Stored data entries
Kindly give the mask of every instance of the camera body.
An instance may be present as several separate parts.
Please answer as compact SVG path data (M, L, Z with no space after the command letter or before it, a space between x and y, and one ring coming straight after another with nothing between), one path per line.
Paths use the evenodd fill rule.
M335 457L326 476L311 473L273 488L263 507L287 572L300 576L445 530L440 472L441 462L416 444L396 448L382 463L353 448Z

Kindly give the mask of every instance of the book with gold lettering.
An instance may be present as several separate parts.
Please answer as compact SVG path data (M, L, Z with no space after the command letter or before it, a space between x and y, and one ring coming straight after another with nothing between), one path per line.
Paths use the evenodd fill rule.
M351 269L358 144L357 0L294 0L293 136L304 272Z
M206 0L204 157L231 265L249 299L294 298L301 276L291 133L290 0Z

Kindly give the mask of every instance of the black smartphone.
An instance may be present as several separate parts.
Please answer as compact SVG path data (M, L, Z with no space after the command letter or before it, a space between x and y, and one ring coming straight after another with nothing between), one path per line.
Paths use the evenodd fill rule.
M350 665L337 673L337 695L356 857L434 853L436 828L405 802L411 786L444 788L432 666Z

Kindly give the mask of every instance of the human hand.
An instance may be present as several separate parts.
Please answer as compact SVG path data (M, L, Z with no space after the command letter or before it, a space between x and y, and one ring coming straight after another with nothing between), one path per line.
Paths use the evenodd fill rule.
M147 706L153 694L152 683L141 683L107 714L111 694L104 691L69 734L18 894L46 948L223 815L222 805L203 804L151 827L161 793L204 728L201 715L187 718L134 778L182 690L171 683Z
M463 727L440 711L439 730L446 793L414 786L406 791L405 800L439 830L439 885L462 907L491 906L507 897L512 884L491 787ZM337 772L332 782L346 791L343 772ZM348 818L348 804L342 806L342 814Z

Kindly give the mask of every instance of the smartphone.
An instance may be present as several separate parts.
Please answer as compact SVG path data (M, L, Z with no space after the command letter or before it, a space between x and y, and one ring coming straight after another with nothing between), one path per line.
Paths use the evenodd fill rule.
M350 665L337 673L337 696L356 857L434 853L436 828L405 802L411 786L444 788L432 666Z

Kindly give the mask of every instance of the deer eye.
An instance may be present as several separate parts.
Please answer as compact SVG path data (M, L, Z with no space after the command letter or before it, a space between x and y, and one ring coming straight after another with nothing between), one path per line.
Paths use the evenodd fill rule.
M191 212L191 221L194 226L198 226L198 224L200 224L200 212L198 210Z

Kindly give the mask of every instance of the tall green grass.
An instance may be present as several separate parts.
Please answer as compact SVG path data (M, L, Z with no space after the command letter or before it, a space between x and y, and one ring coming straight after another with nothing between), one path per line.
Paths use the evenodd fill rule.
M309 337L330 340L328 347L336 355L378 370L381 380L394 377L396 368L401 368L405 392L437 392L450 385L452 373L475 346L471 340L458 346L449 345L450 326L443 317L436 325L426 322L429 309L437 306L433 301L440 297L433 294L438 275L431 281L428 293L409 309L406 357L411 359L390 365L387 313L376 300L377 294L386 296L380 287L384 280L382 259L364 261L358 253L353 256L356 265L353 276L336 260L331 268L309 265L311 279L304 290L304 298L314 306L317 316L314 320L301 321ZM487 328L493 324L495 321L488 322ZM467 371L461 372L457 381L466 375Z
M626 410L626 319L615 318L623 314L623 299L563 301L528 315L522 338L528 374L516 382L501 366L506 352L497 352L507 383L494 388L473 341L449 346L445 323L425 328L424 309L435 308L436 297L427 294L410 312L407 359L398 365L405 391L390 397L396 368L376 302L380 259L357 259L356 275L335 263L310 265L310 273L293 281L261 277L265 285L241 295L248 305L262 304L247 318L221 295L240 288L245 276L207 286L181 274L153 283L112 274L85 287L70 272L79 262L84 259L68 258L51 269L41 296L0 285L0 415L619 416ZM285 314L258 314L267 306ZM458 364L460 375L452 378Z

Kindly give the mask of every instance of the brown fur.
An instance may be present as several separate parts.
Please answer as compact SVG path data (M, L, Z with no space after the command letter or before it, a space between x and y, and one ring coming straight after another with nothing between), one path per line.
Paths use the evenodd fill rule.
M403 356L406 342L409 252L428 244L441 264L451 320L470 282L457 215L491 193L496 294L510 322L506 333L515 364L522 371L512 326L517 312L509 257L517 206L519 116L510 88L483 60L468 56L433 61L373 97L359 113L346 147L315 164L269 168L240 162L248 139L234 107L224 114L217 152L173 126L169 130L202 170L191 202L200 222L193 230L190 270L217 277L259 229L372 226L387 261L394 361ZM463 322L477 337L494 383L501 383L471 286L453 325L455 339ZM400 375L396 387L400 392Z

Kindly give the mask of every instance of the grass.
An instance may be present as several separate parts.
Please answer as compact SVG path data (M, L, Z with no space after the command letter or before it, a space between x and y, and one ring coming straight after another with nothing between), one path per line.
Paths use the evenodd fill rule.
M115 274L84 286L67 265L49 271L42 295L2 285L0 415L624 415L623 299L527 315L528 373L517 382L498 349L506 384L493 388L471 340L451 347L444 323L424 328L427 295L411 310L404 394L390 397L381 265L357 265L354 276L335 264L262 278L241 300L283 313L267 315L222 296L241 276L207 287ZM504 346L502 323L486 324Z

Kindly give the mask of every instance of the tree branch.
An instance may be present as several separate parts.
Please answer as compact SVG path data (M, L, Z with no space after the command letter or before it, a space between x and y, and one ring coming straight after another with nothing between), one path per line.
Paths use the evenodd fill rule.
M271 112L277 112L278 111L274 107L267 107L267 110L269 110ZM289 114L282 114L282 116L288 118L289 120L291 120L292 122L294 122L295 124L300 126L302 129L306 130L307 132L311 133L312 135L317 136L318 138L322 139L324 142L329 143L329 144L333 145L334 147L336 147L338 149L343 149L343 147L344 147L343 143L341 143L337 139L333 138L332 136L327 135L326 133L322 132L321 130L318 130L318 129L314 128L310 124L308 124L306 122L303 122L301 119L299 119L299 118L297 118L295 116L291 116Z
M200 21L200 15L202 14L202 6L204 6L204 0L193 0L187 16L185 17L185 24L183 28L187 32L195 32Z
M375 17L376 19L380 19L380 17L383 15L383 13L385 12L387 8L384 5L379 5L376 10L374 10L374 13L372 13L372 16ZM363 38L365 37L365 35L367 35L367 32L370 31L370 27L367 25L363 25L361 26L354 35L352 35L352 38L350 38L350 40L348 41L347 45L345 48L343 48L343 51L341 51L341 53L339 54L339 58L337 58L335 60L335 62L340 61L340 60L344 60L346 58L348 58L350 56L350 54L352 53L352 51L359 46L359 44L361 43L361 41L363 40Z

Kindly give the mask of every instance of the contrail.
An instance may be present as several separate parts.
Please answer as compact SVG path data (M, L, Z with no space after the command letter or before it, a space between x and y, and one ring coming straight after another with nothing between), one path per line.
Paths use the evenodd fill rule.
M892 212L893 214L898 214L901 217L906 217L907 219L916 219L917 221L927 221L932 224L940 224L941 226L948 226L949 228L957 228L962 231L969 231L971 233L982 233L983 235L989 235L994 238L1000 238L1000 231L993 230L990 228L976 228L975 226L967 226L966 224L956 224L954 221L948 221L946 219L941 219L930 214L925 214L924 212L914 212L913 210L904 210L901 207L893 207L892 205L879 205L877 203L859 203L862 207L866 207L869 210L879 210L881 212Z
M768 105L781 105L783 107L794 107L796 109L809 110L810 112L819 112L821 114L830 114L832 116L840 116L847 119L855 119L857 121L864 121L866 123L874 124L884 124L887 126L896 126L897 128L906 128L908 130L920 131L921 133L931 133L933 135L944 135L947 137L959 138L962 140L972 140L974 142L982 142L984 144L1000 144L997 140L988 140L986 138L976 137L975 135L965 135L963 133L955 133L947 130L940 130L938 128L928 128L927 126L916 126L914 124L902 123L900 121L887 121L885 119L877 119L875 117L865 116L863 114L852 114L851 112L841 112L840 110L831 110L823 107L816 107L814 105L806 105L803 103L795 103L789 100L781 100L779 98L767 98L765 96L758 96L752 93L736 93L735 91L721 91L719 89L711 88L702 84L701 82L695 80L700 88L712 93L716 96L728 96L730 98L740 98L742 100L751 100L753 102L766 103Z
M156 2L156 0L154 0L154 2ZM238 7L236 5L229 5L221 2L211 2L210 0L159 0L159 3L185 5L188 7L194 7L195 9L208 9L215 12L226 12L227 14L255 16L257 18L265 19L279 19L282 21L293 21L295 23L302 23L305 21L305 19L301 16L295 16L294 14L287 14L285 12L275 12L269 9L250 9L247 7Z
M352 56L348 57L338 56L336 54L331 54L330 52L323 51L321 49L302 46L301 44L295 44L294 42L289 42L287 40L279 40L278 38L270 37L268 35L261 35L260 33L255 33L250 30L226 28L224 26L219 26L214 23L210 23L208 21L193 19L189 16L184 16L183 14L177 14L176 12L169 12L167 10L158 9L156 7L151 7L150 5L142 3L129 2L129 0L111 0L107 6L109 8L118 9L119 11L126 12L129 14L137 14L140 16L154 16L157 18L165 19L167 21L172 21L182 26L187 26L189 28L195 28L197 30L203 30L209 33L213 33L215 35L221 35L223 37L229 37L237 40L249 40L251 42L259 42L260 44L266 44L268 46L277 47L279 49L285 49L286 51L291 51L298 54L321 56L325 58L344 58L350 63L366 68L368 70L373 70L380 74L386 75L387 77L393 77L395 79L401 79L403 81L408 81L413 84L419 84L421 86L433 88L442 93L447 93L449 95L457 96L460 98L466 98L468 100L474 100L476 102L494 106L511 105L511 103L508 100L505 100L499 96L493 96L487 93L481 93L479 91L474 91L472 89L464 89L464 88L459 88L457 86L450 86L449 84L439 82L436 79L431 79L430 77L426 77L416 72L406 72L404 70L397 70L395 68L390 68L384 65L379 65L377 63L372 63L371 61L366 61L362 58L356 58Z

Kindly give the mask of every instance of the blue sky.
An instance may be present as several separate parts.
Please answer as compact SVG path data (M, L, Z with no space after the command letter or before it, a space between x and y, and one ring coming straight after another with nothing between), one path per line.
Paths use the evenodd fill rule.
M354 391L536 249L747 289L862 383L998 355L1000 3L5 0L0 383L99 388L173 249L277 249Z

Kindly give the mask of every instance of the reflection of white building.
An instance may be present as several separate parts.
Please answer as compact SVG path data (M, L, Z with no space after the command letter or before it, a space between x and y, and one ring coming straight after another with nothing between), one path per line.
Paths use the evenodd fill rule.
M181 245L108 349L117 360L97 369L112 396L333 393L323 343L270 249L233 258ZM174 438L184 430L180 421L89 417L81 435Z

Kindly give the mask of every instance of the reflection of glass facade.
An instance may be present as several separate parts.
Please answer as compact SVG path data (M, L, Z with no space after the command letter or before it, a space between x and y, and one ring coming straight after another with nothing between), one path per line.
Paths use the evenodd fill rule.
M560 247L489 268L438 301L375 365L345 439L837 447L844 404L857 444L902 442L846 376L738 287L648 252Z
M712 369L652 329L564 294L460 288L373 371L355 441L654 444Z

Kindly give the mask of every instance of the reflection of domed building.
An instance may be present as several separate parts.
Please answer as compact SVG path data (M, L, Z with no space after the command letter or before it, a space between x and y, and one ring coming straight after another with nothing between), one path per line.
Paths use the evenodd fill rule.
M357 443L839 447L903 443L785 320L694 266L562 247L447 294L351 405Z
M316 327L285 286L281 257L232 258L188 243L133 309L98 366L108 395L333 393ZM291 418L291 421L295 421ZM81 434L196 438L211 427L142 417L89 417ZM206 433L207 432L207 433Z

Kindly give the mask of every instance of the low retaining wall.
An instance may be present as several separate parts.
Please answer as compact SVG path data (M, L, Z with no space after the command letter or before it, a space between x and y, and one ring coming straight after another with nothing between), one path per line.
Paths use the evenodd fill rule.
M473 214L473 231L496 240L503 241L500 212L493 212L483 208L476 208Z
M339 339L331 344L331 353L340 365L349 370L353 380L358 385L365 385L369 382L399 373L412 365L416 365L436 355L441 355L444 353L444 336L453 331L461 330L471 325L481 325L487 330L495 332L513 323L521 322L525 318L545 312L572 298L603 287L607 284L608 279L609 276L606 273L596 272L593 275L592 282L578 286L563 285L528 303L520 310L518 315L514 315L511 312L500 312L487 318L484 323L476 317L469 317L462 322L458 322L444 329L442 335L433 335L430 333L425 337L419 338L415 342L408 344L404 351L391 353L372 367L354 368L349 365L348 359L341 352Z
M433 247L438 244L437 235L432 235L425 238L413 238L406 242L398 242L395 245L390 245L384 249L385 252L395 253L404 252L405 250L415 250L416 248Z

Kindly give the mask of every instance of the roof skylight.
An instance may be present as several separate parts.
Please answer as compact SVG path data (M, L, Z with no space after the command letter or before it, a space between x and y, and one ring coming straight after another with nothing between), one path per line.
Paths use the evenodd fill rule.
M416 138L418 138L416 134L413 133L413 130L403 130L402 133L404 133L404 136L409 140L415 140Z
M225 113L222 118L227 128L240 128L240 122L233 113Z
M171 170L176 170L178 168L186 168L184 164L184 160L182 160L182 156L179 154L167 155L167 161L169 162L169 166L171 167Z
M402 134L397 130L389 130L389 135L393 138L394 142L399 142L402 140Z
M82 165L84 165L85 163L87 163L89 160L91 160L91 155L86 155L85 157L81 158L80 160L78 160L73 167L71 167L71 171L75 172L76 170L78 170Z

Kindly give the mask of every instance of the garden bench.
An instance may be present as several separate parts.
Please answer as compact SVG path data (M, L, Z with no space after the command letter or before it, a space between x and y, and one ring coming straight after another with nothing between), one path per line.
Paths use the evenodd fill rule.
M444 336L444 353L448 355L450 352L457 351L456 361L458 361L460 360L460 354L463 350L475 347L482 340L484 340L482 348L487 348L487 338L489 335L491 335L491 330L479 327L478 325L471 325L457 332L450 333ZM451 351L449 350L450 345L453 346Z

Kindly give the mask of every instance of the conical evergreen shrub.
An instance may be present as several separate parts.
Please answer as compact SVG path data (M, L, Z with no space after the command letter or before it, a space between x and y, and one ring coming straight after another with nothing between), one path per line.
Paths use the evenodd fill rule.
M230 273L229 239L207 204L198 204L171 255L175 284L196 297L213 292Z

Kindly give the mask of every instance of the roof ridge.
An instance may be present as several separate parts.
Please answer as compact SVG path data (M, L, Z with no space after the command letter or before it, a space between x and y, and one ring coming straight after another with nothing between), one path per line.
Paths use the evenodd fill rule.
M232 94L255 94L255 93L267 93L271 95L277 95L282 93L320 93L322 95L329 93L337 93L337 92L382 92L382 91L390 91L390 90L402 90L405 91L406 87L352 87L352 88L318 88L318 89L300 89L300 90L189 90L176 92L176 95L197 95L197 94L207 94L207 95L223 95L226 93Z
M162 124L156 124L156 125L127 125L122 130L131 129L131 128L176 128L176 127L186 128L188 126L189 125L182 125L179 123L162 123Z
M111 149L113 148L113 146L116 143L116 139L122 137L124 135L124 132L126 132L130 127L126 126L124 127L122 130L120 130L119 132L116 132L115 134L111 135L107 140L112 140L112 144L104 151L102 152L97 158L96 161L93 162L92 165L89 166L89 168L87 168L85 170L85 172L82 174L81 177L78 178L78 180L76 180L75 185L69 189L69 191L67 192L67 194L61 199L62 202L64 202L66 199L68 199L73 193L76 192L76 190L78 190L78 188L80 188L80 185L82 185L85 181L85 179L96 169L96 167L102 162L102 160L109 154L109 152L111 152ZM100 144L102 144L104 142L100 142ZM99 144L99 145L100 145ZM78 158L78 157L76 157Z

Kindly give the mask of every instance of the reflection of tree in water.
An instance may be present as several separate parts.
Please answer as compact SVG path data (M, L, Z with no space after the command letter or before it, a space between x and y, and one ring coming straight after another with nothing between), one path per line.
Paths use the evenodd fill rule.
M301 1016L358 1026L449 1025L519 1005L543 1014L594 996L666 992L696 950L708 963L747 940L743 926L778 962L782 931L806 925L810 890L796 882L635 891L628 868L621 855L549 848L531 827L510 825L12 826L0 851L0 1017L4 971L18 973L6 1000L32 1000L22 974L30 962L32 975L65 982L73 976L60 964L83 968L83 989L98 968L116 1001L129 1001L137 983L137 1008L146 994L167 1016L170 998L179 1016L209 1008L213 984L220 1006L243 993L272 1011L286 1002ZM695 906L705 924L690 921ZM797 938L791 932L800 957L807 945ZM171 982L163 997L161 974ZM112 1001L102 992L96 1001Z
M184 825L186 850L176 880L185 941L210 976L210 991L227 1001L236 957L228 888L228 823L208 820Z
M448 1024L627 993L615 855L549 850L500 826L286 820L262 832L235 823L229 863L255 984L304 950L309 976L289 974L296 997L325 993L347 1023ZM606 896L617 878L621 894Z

WHAT IS EXPECTED: Go line by line through the data and copy any that contain "grass".

ANSWER AREA:
Kindly give the mask of every instance of the tall green grass.
Kindly give the mask of every instance of the grass.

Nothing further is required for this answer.